:: Stated goal 1 ::
In the article on nonprofit audits, substitute "dishonest employee" for "fraudster" and write out everything from "Audits are predictable." down to "and won’t look.".

Audits won’t protect you

An audit will not protect your nonprofit from fraud.

It provides weak protection, at best, against fraud.

Too many nonprofits spend $5k, $10k, or more every year for something that does not deliver what they think.

A typical audit is not designed to find fraud

A typical nonprofit audit simply:

  1. Takes the bookkeeping data and presents it according to GAAP (Generally Accepted Accounting Principles)

  2. Certifies that the auditor’s financial reports are presented according to GAAP

  3. Reviews some large transactions to confirm they have documentation

  4. With restricted grants, the audit samples expense documentation to confirm that grants were spent according to the grant agreement

A typical nonprofit audit certainly has value. It’s just that the limited scope of the typical audit leaves a fraudster plenty of opportunity to hide their activity.

 

External audits rarely bring fraud to light

When fraud comes to light, credit goes to the external auditor in less than 1 out of 20 cases.  Whistleblowers and good internal controls are much better for detection, per the Association of Certified Fraud Examiners (ACFE).

 

The auditor even tells you this

Auditors, to their credit, do not claim that a standard audit guarantees no fraud has occurred. 

Unfortunately, the way they say it isn’t always clear to a layperson. 

For example, “Because of the inherent limitations of an audit, combined with the inherent limitations of internal control, and because we will not perform a detailed examination of all transactions, there is a risk that material misstatements may exist and not be detected by us, even though the audit is properly planned and performed in accordance with U. S. generally accepted accounting standards.” 

 

Audits are predictable. That makes them easy to evade

After going through one or two audits, an attentive fraudster can learn where the auditor will and won’t look. 

For example:

  • Smaller transactions, for example, rarely receive any scrutiny. 

  • Inventory (like computers) rarely gets reviewed.  That provides an opportunity for theft or to purchase then return equipment to the store for credit or cash. 

  • Documentation authenticity, because electronic receipts are easy to falsify and auditors rarely contact the vendor to confirm their validity.

  

Instead, implement strong internal controls

Strong internal controls don’t require a rocket scientist to create or implement.  If designed well, implementation and regular verification will require a relatively small amount of time. 

Good internal controls will include such things as:

  • Levels of access to the accounting system for each role in the organization (who has read only access, who can add/change/delete records, etc.)

[Location identification records]
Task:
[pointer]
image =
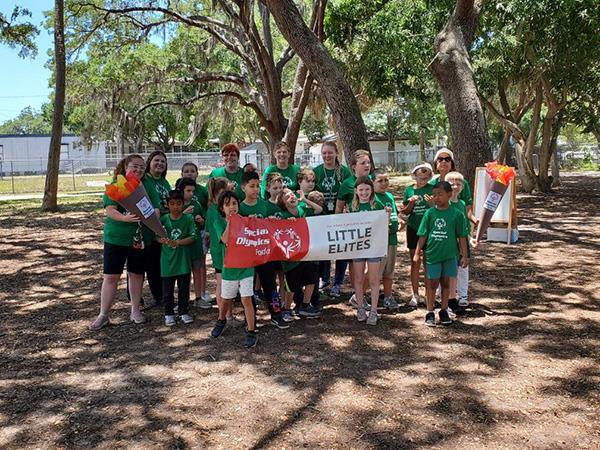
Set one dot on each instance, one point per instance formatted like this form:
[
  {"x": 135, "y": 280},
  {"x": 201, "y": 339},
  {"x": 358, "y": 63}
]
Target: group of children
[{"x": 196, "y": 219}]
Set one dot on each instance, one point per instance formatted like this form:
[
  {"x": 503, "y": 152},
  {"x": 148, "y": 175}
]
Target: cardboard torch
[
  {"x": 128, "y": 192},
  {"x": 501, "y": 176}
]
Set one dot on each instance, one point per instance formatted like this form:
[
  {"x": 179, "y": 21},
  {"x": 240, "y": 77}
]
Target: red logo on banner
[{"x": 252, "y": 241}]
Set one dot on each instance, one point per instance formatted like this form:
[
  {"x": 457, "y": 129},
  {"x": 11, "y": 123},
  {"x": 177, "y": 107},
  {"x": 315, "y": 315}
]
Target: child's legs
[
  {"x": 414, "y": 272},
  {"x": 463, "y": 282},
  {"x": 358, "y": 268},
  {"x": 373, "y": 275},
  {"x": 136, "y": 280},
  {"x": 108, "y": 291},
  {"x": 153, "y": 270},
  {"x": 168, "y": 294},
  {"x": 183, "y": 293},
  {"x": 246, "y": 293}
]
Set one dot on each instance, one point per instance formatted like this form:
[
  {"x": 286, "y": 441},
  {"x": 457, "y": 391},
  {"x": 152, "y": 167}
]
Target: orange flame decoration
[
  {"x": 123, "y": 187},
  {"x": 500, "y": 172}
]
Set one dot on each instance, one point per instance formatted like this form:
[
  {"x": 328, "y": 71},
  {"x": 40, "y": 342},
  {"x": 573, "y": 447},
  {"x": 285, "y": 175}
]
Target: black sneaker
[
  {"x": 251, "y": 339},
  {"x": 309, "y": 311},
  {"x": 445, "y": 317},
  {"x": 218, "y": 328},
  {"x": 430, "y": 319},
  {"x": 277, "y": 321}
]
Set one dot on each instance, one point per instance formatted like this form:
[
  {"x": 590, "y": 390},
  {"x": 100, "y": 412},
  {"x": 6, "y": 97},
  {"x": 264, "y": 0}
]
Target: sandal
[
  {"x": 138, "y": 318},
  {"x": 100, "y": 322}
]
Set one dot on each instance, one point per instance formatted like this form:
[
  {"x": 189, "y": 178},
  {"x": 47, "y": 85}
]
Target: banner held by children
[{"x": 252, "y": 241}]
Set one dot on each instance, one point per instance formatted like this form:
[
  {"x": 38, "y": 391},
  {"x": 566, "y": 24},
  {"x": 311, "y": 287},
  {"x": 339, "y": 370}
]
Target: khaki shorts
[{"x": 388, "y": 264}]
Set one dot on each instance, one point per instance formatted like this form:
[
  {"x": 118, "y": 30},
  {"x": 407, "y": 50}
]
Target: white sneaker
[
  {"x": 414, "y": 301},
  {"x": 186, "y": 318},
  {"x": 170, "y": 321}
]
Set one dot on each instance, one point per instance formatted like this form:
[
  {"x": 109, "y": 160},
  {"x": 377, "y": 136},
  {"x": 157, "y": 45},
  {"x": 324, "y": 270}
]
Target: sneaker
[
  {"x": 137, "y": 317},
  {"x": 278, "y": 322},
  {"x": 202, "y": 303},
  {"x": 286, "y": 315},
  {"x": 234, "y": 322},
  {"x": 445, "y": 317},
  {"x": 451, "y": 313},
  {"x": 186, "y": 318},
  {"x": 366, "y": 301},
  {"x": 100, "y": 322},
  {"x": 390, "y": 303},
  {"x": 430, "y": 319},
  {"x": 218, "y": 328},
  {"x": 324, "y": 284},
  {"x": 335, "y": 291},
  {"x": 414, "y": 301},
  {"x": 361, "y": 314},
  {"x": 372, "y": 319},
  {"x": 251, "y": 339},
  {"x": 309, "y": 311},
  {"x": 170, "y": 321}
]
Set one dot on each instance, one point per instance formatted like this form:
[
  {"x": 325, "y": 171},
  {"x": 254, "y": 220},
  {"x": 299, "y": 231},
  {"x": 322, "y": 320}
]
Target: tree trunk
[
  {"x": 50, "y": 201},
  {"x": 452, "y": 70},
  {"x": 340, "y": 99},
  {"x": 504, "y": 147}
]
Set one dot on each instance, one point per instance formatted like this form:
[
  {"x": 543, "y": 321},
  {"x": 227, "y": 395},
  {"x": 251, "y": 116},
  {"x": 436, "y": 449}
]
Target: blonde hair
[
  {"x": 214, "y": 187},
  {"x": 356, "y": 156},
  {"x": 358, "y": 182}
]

:: Stated goal 2 ::
Gather each line of the records above that contains the word "children".

:: Final result 1 ::
Audits are predictable. That makes them easy to evade

After going through one or two audits, an attentive dishonest employee can learn where the auditor will and won’t look.

:: Final result 2 ::
Target: group of children
Target: banner held by children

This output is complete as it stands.